RECORDS TO PROCESS:
————————

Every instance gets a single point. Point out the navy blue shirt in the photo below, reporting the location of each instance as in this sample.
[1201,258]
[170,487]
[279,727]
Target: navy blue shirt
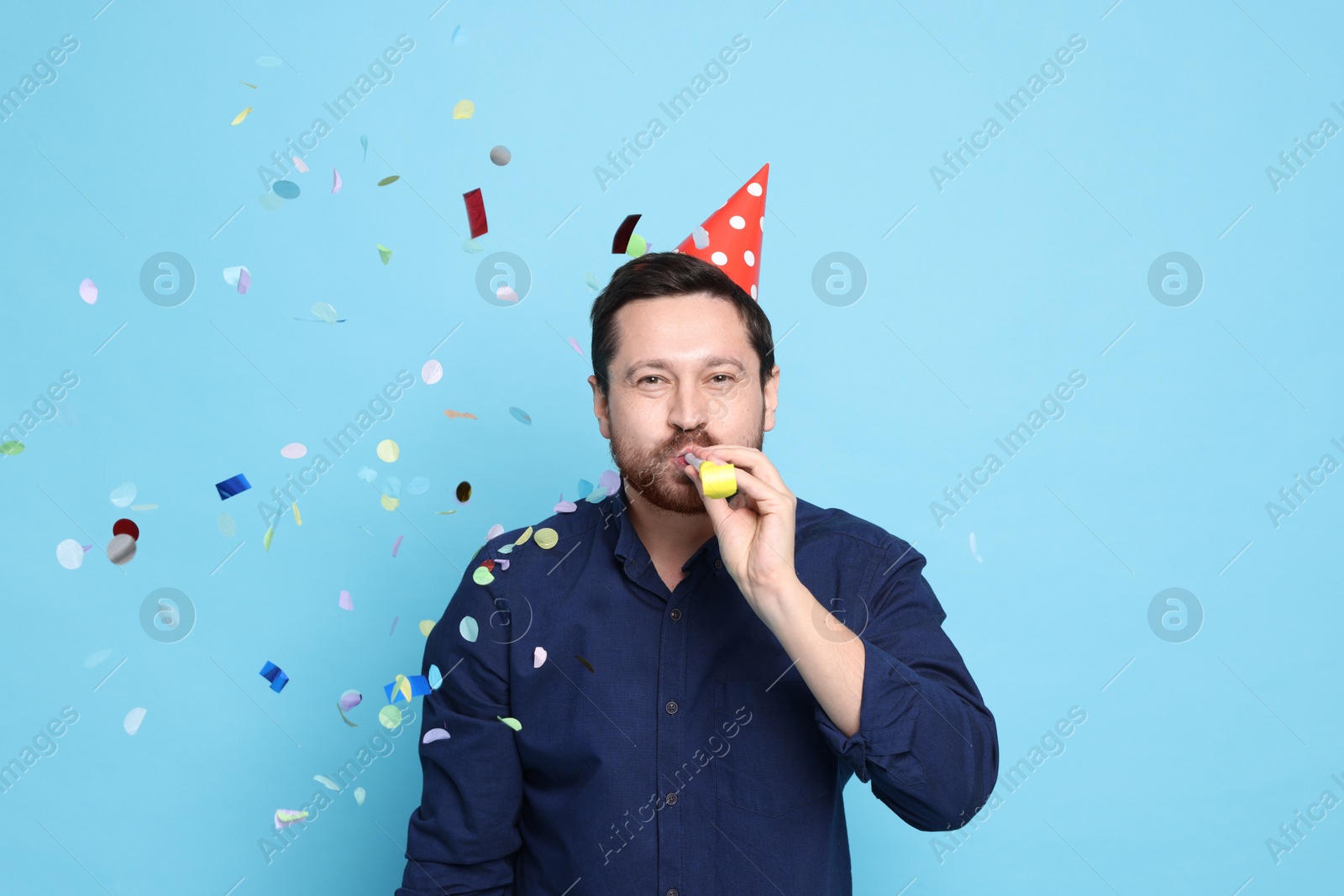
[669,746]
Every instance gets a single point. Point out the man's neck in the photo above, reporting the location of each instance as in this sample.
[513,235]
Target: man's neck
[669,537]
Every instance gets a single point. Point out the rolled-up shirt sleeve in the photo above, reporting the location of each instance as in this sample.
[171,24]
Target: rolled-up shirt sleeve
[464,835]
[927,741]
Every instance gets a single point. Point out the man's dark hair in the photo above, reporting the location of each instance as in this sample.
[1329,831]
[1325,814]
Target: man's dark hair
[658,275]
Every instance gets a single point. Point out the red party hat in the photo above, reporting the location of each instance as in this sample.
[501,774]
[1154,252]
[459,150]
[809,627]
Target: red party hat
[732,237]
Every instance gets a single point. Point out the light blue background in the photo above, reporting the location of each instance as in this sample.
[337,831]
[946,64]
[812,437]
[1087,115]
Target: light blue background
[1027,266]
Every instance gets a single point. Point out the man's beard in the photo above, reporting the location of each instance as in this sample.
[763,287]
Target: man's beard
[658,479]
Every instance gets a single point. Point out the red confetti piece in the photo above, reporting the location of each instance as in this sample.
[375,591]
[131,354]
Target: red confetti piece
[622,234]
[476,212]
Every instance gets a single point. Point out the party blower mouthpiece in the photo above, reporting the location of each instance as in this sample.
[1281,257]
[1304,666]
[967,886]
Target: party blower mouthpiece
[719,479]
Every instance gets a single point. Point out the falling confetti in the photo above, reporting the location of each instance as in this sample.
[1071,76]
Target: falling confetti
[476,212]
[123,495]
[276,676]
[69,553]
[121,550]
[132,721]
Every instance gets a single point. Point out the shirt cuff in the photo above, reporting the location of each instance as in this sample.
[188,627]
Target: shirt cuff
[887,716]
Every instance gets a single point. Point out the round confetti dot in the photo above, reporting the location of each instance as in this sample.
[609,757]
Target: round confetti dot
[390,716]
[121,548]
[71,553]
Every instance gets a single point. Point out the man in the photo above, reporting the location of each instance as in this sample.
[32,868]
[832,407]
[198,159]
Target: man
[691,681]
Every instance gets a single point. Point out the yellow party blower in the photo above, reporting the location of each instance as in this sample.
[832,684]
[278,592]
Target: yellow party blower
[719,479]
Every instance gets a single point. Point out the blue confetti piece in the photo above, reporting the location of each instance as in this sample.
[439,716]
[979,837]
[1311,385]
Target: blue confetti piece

————————

EXERCISE BRIEF:
Transcribe every entry exactly, omitting pictures.

RESULT OF THE TASK:
Every instance gets a single point. Point out the navy blue shirt in the photo below, reporting the location of each instance as in this sample.
[1201,258]
[170,487]
[279,727]
Target: navy blue shirt
[669,746]
Every instance gets a single point. Point out the man's neck in the photo above, reporting the location of each instance as in this sample.
[513,235]
Target: man's neck
[669,537]
Every instance gets a single point. Point out the rolled-up shirt sleeve in the photo above, reporting the location of each instance as in this sample.
[171,24]
Target: rolled-up shirt sleeve
[464,835]
[927,741]
Every instance gets a single point. Point out the man's dark hair in the photo above, reporting the location of each instance as in this sample.
[1329,831]
[1325,814]
Target: man's dark hair
[658,275]
Every instance gets a single point. Point out the red party hat in the photo above, reporting the location of each instance as in this sample.
[501,774]
[1154,252]
[459,150]
[809,627]
Target: red party hat
[732,237]
Every instance gets a single point. Point out the light blue background in the photo above, reporting the location of each instance as in this sample.
[337,831]
[946,64]
[812,437]
[1087,115]
Target: light blue background
[1027,266]
Every instance gets a single point. Point out the man's beard in the photo above, reporting the location of each instance as in this sample.
[763,287]
Target: man's beard
[658,479]
Every instance gets a single point. Point out the red confetti piece in the photo above, reporting the location of each instance as in this sample.
[375,591]
[131,354]
Target: red confetti piece
[622,234]
[476,212]
Every instance gets a single point. Point out the party blower mouthpiece in the photo above, reporting the location of each instance as in this sample.
[1281,257]
[1304,666]
[967,886]
Target: party blower mouthpiece
[719,479]
Every instance gets a single point. Point out the falling confetti in the photo above, reporting the location of each instance as in this sample.
[1071,76]
Target: falling confetti
[476,212]
[123,495]
[276,676]
[69,553]
[121,550]
[132,721]
Every instance gets a single point. Point out the shirt cuff in the photo above, reporting the location of each instance as in this sample.
[188,627]
Target: shirt cuff
[887,716]
Every instance gets a single point. Point out the round confetti dot in the photo above, reporting the location of each instance as in this sample.
[609,757]
Target: round confetti dot
[390,716]
[121,548]
[71,553]
Every instance gets a single point. Point out the man in the photo above, reporting the location of each instance as in this sample.
[32,868]
[832,407]
[198,159]
Target: man
[691,681]
Every instance gets a single point. Point out the yellow party blower in the photo above, reporting the location of each instance as in this sample.
[832,684]
[278,592]
Target: yellow party blower
[719,479]
Every instance gets a single point. Point out the blue confetti piece in the photo above, reporting the location of each instance as in this sample.
[439,716]
[979,837]
[1311,385]
Target: blue confetti piece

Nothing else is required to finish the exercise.